(Beginning of QUOTED PASSAGE)

Published on April 14, 2020
Ask an Expert: How to manage Ammonia in your barn
Welcome to Ask an Expert, our article series where we answer questions submitted by you. This month, Alan asked about dealing with ammonia in his barn. Keep reading to learn more.
Dealing with ammonia in grow out turkey barn
There are many factors that can impact the level of ammonia in your barn. In order to deal with this issue, you should first get a base measurement of the ammonia level the birds are experiencing. As ammonia is produced in the litter it is more concentrated at bird level. Therefore you should obtain your measurements from this same level. Hybrid recommends growers target ammonia levels of less than 25ppm.
Secondly, try to identify the root cause. In general, factors affecting ammonia levels surround the environment in the barn, diet or health of the flock.
The environment includes evaluating areas such as relative humidity and litter quality and can be corrected through proper ventilation and airflow as well as litter management.
Relative humidity and excess moisture in the litter, whether from wet droppings, water spills or other, can all be improved through ventilation. Relative Humidity should be kept below 60%. Airflow is crucial to maintaining proper humidity levels in a barn and removing moisture from the litter and air. You can learn more about ventilation controls here.

(End of QUOTED PASSAGE)
(Beginning of INFORMATION GIVEN)

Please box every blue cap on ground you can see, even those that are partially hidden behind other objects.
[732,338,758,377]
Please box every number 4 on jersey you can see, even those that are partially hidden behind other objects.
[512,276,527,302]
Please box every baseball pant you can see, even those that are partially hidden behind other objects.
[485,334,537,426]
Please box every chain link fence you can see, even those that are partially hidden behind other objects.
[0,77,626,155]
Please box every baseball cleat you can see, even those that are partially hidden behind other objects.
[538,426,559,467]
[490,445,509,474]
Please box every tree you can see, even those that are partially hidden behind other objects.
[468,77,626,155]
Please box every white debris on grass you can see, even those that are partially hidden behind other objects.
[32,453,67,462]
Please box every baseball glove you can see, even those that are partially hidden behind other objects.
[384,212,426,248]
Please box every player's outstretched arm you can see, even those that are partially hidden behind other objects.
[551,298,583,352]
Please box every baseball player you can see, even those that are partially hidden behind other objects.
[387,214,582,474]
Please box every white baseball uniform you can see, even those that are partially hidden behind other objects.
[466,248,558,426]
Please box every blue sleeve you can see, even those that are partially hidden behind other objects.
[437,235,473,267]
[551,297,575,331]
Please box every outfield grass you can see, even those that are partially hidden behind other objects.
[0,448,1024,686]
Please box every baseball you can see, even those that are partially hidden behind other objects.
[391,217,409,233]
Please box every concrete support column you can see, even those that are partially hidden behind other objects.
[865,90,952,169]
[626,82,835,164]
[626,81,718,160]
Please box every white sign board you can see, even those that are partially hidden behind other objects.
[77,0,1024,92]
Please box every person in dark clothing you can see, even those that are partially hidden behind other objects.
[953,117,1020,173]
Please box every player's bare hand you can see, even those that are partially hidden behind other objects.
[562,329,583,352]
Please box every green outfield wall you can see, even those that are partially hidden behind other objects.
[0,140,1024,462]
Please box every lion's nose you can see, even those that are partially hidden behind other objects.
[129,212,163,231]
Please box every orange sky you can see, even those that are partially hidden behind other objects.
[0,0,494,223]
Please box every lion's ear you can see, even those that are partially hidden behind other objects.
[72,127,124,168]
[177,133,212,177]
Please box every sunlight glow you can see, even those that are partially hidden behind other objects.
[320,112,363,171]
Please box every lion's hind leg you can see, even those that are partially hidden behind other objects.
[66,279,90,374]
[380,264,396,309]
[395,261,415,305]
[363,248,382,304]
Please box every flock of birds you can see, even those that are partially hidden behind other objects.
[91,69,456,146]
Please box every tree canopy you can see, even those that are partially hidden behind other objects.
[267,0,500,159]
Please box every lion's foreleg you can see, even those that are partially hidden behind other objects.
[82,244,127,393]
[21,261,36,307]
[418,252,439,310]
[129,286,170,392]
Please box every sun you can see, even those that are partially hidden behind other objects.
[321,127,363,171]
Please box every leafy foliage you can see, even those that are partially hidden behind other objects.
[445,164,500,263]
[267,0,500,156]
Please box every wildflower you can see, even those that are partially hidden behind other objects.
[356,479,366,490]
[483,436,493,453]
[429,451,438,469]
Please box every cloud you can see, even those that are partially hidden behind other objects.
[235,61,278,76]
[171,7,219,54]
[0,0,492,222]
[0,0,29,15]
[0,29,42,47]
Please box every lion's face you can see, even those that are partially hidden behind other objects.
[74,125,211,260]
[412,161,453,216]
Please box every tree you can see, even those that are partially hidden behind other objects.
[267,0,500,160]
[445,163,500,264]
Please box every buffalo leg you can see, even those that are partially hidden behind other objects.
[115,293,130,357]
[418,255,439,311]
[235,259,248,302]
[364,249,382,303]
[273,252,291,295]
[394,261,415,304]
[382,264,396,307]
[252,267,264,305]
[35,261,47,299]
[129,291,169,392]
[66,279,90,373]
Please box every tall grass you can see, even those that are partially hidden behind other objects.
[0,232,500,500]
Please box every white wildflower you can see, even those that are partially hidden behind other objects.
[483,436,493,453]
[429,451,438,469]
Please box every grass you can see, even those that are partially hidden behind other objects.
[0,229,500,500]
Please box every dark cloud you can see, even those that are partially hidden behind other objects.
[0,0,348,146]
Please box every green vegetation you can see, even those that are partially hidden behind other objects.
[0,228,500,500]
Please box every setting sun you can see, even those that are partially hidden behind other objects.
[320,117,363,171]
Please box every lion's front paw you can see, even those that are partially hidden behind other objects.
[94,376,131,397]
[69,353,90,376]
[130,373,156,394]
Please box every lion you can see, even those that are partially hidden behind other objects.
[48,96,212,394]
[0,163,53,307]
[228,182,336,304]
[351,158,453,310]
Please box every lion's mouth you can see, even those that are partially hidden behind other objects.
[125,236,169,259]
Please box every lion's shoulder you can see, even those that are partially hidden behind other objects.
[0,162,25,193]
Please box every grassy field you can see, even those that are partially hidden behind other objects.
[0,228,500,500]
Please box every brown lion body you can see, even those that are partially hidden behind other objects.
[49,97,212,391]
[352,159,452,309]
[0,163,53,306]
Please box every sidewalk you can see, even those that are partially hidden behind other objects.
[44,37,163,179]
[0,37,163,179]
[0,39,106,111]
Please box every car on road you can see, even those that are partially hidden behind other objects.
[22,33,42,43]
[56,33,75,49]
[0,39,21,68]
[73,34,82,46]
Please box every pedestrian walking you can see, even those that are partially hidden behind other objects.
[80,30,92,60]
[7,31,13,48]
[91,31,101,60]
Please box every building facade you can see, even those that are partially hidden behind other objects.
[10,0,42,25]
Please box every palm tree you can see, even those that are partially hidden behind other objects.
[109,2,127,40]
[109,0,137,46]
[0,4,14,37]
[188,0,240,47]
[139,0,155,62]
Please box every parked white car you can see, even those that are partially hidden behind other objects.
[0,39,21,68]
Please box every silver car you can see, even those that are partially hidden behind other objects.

(End of INFORMATION GIVEN)

* [WHAT THIS EXERCISE ASKS]:
- A) Say whether each statement agrees with the ammonia article. Answer yes or no for each and quote the words that decide it.
(i) Hybrid suggests growers aim for ammonia levels under 25ppm.
(ii) Ammonia is most concentrated near the barn ceiling.
(iii) Relative humidity in the barn should stay below 60%.
- B) Answer these questions from the ammonia article:
(i) Who asked this month's question about ammonia?
(ii) What should you get first when dealing with ammonia?
(iii) What three things do the factors affecting ammonia levels generally surround?
- C) Repeat everything in the ammonia article from "Secondly, try to" down to "as litter management.".

* [ACTIVITY ANSWERS]:
- A)
(i) Yes: "Hybrid recommends growers target ammonia levels of less than 25ppm."
(ii) No: "As ammonia is produced in the litter it is more concentrated at bird level."
(iii) Yes: "Relative Humidity should be kept below 60%."

- B)
(i) Alan.
(ii) A base measurement of the ammonia level the birds are experiencing.
(iii) The environment in the barn, diet, or health of the flock.

- C)
Secondly, try to identify the root cause. In general, factors affecting ammonia levels surround the environment in the barn, diet or health of the flock.
The environment includes evaluating areas such as relative humidity and litter quality and can be corrected through proper ventilation and airflow as well as litter management.